Hitler is an example, although I doubt that we have another Hitler to fear. But the lack of a clear decision is a decision that will eventually cause trouble later.

At 6:05 PM, September 22, 2005, Anonymous Anonymous said...

I am a direct product of that bogey man. My mother (age 16 and my father (age 15) were taken from their native Poland and used as slave laborers in Germany. The Nazi era will always be relevant to me.
There is a kind of disconnect that our younger generation feels toward WWII because at 60 years ago it is like ancient history to them. It's irrelevant to what is happening today in their minds. It is as if the political games played back then are not able to be played anymore. My experience tells me that the same political games played back then are being successfully being played today and only the players have changed.

At 7:38 PM, September 22, 2005, Blogger JSU said...

I think you're misreading the election's significance as to German extremism. The neo-Nazi share dropped off, in part, because the neo-Communist Left Party poached their base. Add the Communist 8.7% to the several points the NPD got and you have a disturbingly high percentage of anti-liberal vote.

Not nearly as high as France's, mind you...

At 10:20 PM, September 22, 2005, Anonymous Anonymous said...

To those readers who think I'm saying the German election results will lead to some sort of neo-Nazi resurgence, or that there's a connection to Nazism in general, I tried to make it clear that that was not my point when I wrote, "No, I'm not suggesting that a new Hitler is about to emerge from the German stasis."

This entire post was a reflection on stalemated elections and the variety of difficulties they can cause. The lack of clear results in the recent German elections probably means that the many pressing problems facing Germany will not be dealt with in the near future. The lack of clear results in the much earlier elections was part of the reason Hitler came to power, and I thought it to be a historical story of great interest that is not as well-known as it should be.

At 10:39 PM, September 22, 2005, Anonymous Anonymous said...

Its true the Nazi's did not win a a majority vote, but that doesn't mean that they didn't come to power 'democratically.' Our founders deliberately chose a Republic for this among other reasons. Democracy always seems to eventually lead to Tyranny. Multi-party Parliamentary systems are controlled chaos at best, an invitation to anti-chaotic tyranny at worst. You don't need Adolph Hitler incarnate, there are plenty of variations on the theme; just ask the Venezuelans.

At 5:42 AM, September 23, 2005, Anonymous Anonymous said...

• Coordinate annotation items:
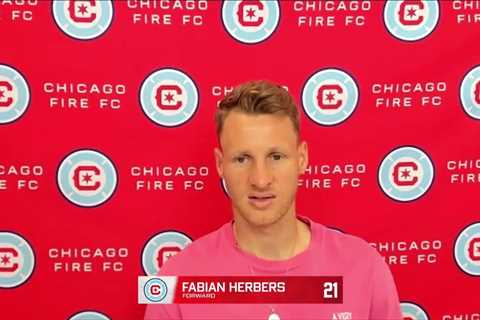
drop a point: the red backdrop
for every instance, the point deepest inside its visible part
(389, 94)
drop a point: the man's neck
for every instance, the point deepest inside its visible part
(280, 241)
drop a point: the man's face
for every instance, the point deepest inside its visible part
(260, 162)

• Tasks to complete:
1. Please sum up the comment thread on the German election in three sentences.
2. Resume the comment thread on the German election from the point where it stops.

• Answers below:
1. One commenter, whose parents were taken from Poland as teenagers and used as slave laborers in Germany, says the Nazi era will always be relevant and that the same political games are being played today with different players. Another argues that the neo-Nazi share fell partly because the neo-Communist Left Party poached their base, leaving a disturbingly high anti-liberal vote. The post's author explains that the point was not a neo-Nazi resurgence but the difficulties of stalemated elections, and a further commenter claims that democracy tends toward tyranny and that multi-party parliamentary systems are at best controlled chaos.

2.
It is entirely possible that a tyrant can come to power via the ballot box. German elections have a history of being murky and multi party systems only add to the confusion at times.

At 12:12 PM, September 23, 2005, Blogger Chris said...

Another one of the crucial problems that Hitler took advantage of was Schleicher's use of the President's emergency powers. When he was unable to get legislation through the Reichstag, he persuaded Hindenburg to invoke his emergency powers to decree law. This further eroded what little remained of the power of the Weimar Republic in the minds of the German people.

Hitler was an opportunist of the first rank, and he took advantage of his opponents' habit of underestimating him, or thinking that they could control him. Hitler also was one of the first politicians to grasp the importance of spin, or the manipulation of the mass media. His machinations today would strike us as crude and shallow, but they were very effective at the time.

Germany also had a very limited experience with democracy, and when confronted with the chaos that often occurs in such systems, they began to pine for the comfort of a strong, dictatorial leader. Given their current experience level with the parliamentary system, the chances of another Hitler seem remote indeed.

At 5:14 PM, September 23, 2005, Anonymous Anonymous said...

Toni from Germany

I'm a little bit amused.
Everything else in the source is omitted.